START Text section

In [472 iii)] I also expressed the tentative view that, if my conclusion about the skeleton argument was wrong, there could be no doubt about IBM UK’s position by the end of the Remedies Hearing. That is true in relation to anyone who attended the hearing or received a sufficiently accurate account of the relevant part of the hearing, but the hearing itself was not, I now consider, a sufficient communication to the members as a whole to amount to an announcement of the sort which I consider is required let alone to amount to a notice of a change of policy if such a notice is required.

28.

My conclusions, in the light of this discussion are as follows:

i)

Whatever the position may have been before 31 March 2014, it was open to Holdings after that date to decide to implement a New ER Policy. Its conduct after that date is consistent only with such a decision having been made. In my judgment, such a decision was made.

ii)

END Text section
START Stored data

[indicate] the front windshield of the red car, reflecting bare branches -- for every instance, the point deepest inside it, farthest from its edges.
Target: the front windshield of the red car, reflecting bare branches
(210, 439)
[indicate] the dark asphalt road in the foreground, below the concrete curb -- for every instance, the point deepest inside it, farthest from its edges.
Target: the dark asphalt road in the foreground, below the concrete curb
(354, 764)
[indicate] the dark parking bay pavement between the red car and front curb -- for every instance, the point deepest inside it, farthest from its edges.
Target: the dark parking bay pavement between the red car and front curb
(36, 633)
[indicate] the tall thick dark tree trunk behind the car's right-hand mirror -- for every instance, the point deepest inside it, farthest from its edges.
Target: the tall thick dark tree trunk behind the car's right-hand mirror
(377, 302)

END Stored data

Task set:
**A.** From the judgment excerpt, write out the stretch from "Whatever the position" through "decision was made.".
**B.** Continue the judgment excerpt from where it stops.

Answers in order:
**A.**
Whatever the position may have been before 31 March 2014, it was open to Holdings after that date to decide to implement a New ER Policy. Its conduct after that date is consistent only with such a decision having been made. In my judgment, such a decision was made.

**B.**
IBM UK was not required to give notice of the policy to be applied in the future specifying a period before which the new policy would not take effect and which would thus allow for a member to rely on the pre-existing policy for the period of the notice.

iii)

However, IBM UK was obliged to communicate the new policy to members after 31 March 2014 since it had not, prior to that date, done so prospectively.

iv)

If, contrary to my decision in ii) above, such a notice is required, then the matters relied on by Mr Simmonds do not constitute a sufficient notice and nor does what was said at the Remedies Hearing.Further, those same matters (including what was said at the Remedies Hearing) do not provide the communication to members of the new policy which they are entitled to receive.

v)

The current position, therefore, is that no New ER Policy has yet been validly introduced.

29.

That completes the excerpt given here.